─── Supplied material ───

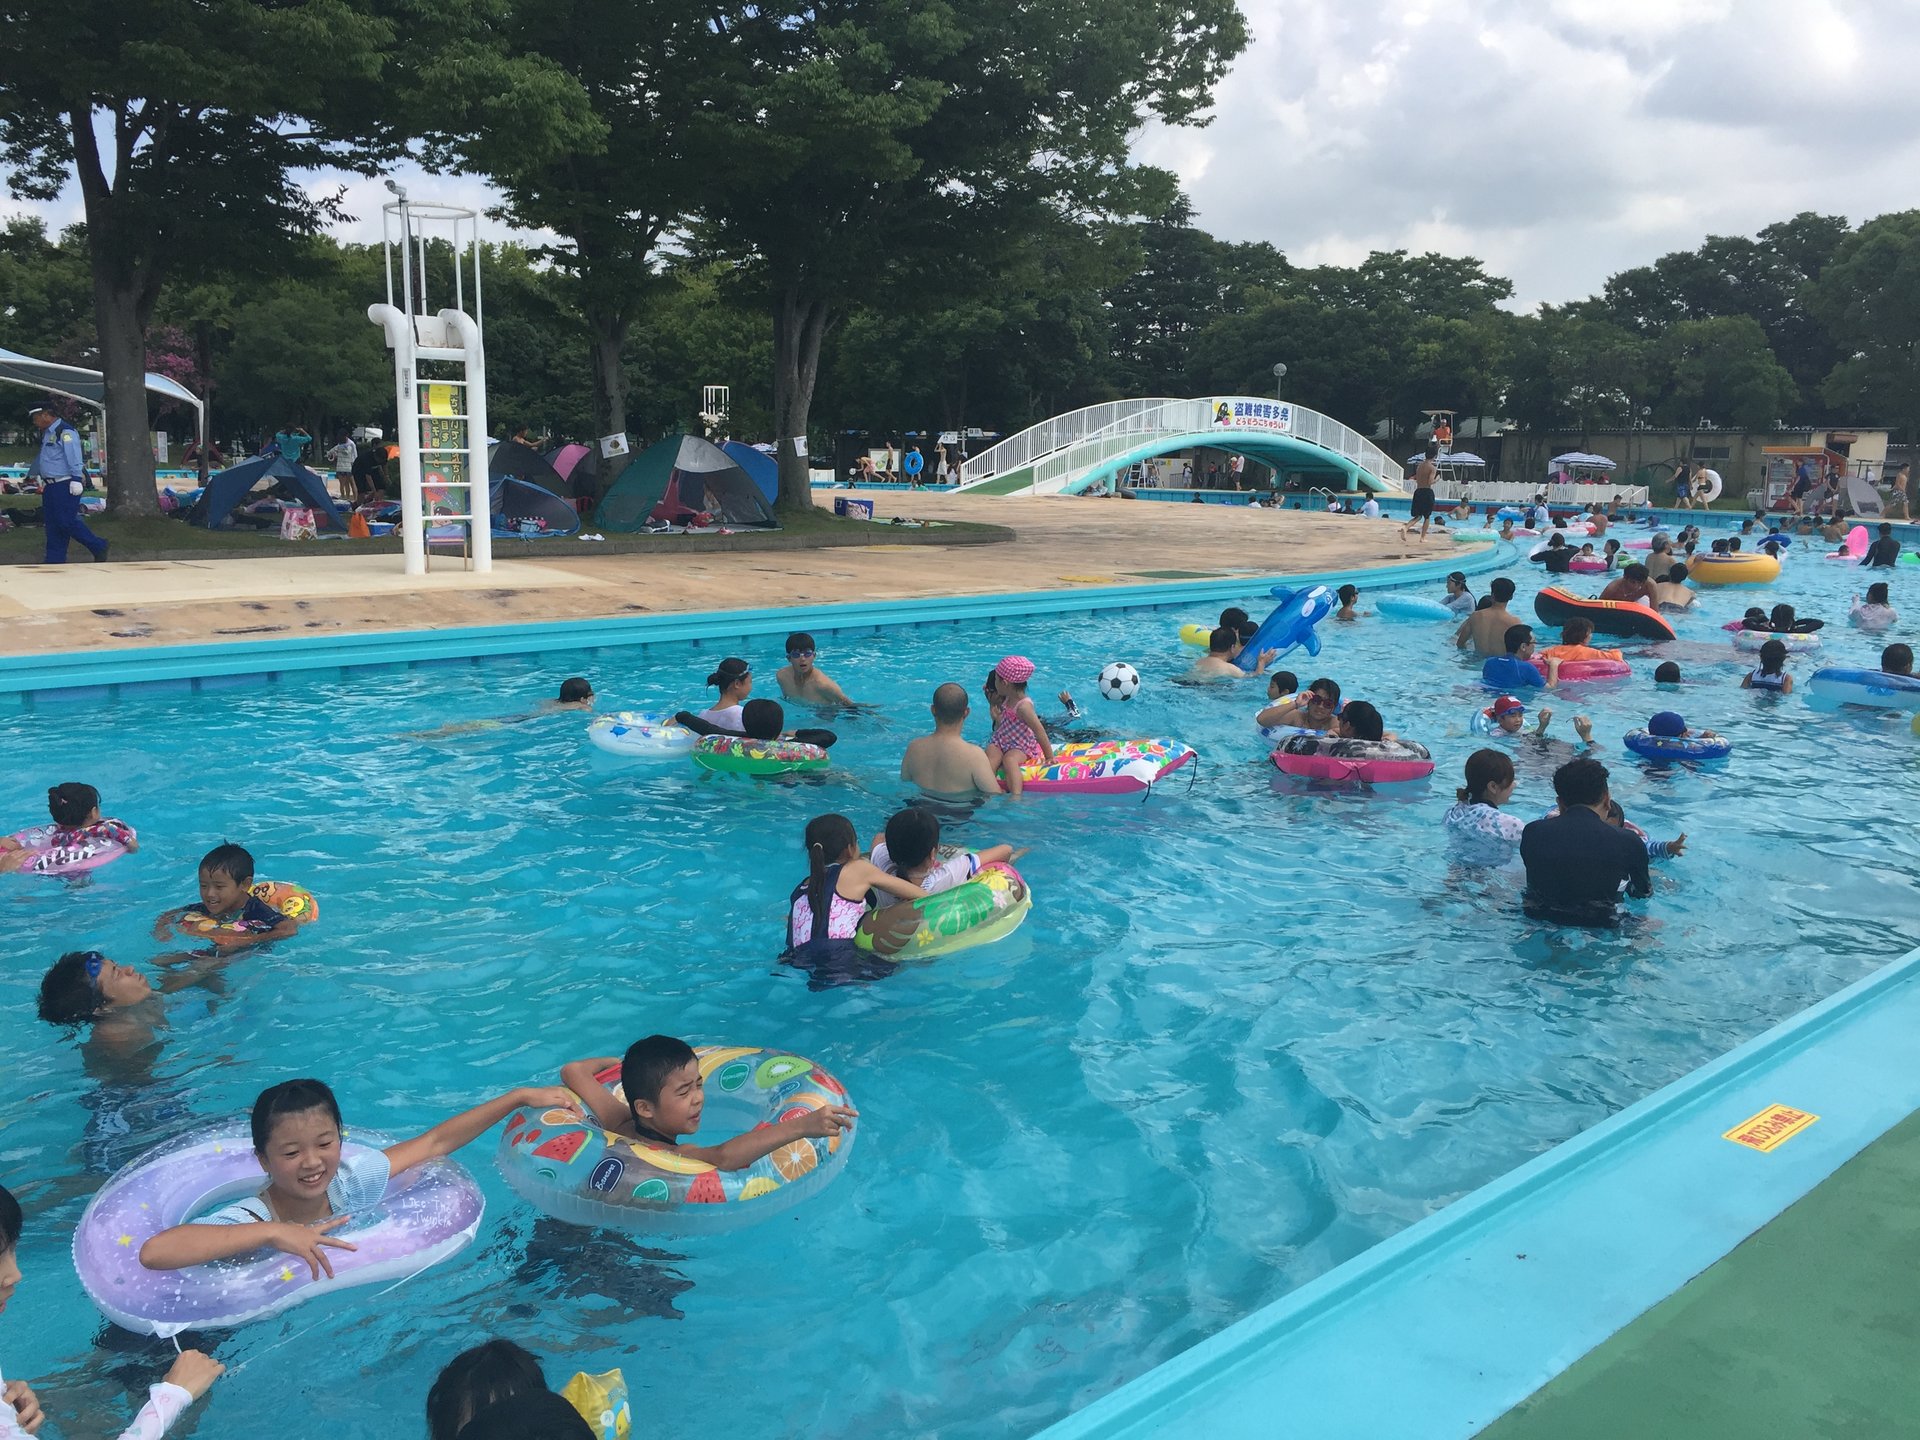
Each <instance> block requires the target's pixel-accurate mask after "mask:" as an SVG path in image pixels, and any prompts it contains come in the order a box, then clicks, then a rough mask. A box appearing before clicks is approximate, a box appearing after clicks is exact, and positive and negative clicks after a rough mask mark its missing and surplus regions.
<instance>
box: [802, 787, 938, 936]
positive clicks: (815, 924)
mask: <svg viewBox="0 0 1920 1440" xmlns="http://www.w3.org/2000/svg"><path fill="white" fill-rule="evenodd" d="M806 868H808V876H806V879H803V881H801V883H799V885H795V887H793V895H789V897H787V948H789V950H799V948H801V947H803V945H816V943H820V941H851V939H852V937H854V935H856V933H858V929H860V925H862V924H864V922H866V918H868V916H870V914H872V908H870V904H868V893H870V891H883V893H885V895H891V897H893V899H895V900H918V899H922V897H924V895H925V891H924V889H922V887H920V885H918V883H914V881H910V879H902V877H900V876H895V874H891V872H887V870H881V868H879V866H877V864H874V862H872V860H868V858H866V856H862V854H860V837H858V835H856V833H854V828H852V820H849V818H847V816H843V814H820V816H814V818H812V820H808V822H806Z"/></svg>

───

#### Assigned task:
In the entries above, find the line that contains "box: [802, 787, 938, 936]", then repeat exactly every line from the first one through that line, with no pictures.

#### Your solution:
Each <instance> block requires the target's pixel-accurate mask after "mask:" as an SVG path in image pixels, and any prompts it contains come in the order a box, then clicks, then a rough mask. A box appearing before clicks is approximate, a box appearing after clicks is exact, and positive and negative clicks after a rough mask mark its missing and surplus regions.
<instance>
box: [802, 787, 938, 936]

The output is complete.